## Given instruction
Can you rewrite everything from the line containing "Q: Where is a point on each instance of the branching" down to the end of the records, swapping "soft coral" for "octocoral" and changing nothing else? Leave the pictures out.

____

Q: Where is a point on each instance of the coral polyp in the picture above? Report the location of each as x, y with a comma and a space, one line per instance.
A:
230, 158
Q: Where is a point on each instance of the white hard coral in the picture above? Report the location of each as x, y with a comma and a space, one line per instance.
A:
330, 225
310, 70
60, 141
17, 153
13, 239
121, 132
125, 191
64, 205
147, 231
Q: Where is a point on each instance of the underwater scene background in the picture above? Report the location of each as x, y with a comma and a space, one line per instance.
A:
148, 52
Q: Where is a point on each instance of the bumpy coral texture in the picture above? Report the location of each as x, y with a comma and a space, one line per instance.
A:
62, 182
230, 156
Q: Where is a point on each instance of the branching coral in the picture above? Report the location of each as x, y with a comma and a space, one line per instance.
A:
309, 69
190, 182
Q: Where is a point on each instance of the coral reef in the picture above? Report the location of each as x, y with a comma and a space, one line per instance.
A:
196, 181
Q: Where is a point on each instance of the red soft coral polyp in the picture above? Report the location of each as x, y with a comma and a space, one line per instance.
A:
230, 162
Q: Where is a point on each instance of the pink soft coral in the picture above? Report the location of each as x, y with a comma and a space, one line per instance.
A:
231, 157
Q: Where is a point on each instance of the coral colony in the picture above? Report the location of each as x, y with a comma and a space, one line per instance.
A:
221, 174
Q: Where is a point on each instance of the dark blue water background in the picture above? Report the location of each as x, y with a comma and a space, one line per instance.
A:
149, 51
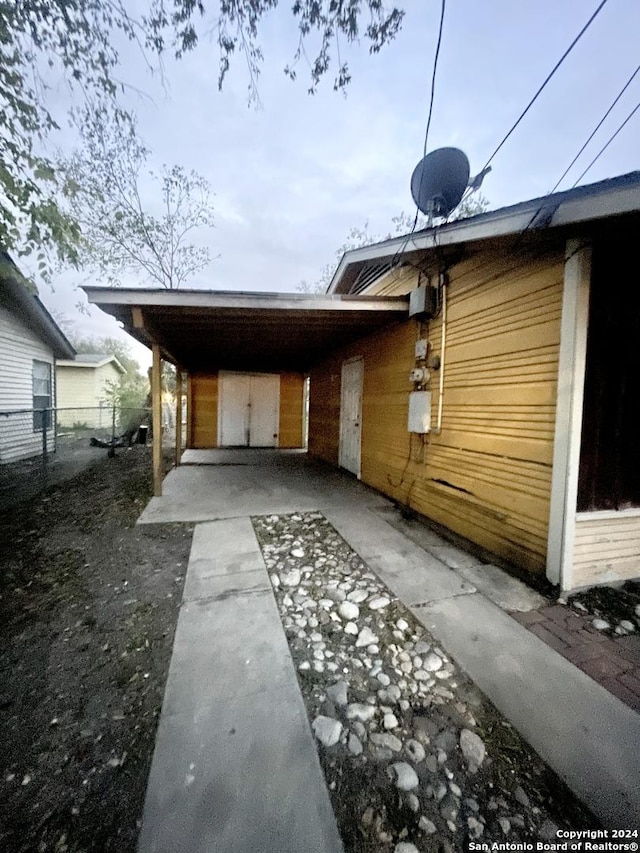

____

## Written solution
Q: Where is a point on each instance of the branching coral in the picture above? Report the location of each as x, y with a comma and a space, one line per instance.
A:
309, 69
190, 182
Q: Where is a point on each instance of the coral reef in the picture above? Report the location of each as x, y with a comma and a space, one line per instance.
A:
196, 181
Q: Where is a point on each instance of the red octocoral polyp in the picture above? Report the location of each as x, y with a comma and a space, one line per instance.
A:
230, 162
Q: Where is a point on each instance of the pink octocoral in the picture above? Report the location of each as x, y with a comma and a space, one line per instance.
A:
231, 157
Q: Where is a point on each instance of the coral colony in the picture above? Report the location of each as x, y with a comma and a space, one line per instance.
A:
221, 174
Q: Where is a point on each instance of the dark blue water background in the picture above? Report the location of each as x, y with a comma and a space, one line per instance.
A:
149, 51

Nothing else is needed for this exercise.